26 Eylül 2012 Çarşamba

Kocasının cesedinden nemalanmaya kalkan kadın…


Öyle bir kadındır ki, sanki şeytanın dünyadaki fiziki siluetidir.

Tarihin hırslarıyla dağları delen namlı kadınlarını dahi geride bırakan Semra Özal, ölümüne bir kulaç kala bile iflah olmayıp dizginleyemediği azgın nefsi uğruna 19 yıl önce tepelediği kocası Turgut Özal’ı kabrinde bırakmaması, insan mı yoksa şeytan mı olduğu sorusuna yanıt vermektedir.

Yaşamının hiçbir döneminde milletin manevi değerlerine önem vermeyip, Müslümanlarca bağırlara basılan Turgut Özal’ın CHP despotizmini yıkıcı reformları çıkartmasına ayak direten ve dini özgürlüklerle ilgili devrimleri engelleyen Semra Özal, siyasette Turgut Özal ile tıpkı bir muhalefet partisi gibi dalaşarak hem azim ve cesaretini kırmış hem de ANAP’ın tükenmesinde rol oynamıştı.
 
Turgut Özal, belki hidayete ulaşıp doğru yola girer umuduyla zoraki ikna ederek hacca götürdüğü eşi Semra Özal’a Kâbe dahi fayda etmemişti. Allah’ın saptırdığı bir kimseyi Allah’tan başka birinin doğru yola iletebilmesi mümkün müdür?

ANAP’ın birlik ve bütünlüğünü doğrayarak fitneleriyle birbirine katan Semra Özal, dini hassasiyet taşıyan kadroya karşılık Mesut Yılmaz’ın yanında yer alarak sadece partinin sonunu değil, Mesut Yılmaz’dan yediği kazıkla kendisinin de partiden dışlanmasına neden olmuştu.

(Bir derlemeden alınmış girdiler)
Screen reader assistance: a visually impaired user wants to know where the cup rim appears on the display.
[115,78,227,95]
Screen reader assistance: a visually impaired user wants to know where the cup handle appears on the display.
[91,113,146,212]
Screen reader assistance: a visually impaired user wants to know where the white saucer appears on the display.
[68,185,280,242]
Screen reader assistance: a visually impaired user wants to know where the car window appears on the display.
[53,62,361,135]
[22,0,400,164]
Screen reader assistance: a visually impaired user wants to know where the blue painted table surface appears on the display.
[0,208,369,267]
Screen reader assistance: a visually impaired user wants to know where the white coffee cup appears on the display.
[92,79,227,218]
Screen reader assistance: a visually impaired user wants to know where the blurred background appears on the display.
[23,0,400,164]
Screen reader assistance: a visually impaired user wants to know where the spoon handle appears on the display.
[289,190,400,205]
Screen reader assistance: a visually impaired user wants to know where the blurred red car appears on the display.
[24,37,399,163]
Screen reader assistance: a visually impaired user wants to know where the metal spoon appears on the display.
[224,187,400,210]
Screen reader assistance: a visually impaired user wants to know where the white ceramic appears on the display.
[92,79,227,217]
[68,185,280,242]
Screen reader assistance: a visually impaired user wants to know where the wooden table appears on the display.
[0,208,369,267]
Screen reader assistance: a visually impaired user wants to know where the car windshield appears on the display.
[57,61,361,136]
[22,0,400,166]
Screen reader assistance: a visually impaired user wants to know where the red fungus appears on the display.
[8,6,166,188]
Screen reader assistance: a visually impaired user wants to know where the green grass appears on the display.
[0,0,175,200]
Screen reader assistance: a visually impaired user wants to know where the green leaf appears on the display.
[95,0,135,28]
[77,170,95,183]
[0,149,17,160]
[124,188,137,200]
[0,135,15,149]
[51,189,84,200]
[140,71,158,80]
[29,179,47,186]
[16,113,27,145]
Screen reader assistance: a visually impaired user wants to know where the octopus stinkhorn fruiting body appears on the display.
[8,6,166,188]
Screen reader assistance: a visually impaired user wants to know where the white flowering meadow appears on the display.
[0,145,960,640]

# Görev Ayrıntıları:
Yukarıdaki Semra Özal hakkındaki yazıdan bir bölümü kelimesi kelimesine aktarın: "Turgut Özal, belki" ifadesinin geçtiği yerden başlayın, "iletebilmesi mümkün müdür?" ifadesinden sonra durun.

# Alıştırma Çözümü:
Turgut Özal, belki hidayete ulaşıp doğru yola girer umuduyla zoraki ikna ederek hacca götürdüğü eşi Semra Özal’a Kâbe dahi fayda etmemişti. Allah’ın saptırdığı bir kimseyi Allah’tan başka birinin doğru yola iletebilmesi mümkün müdür?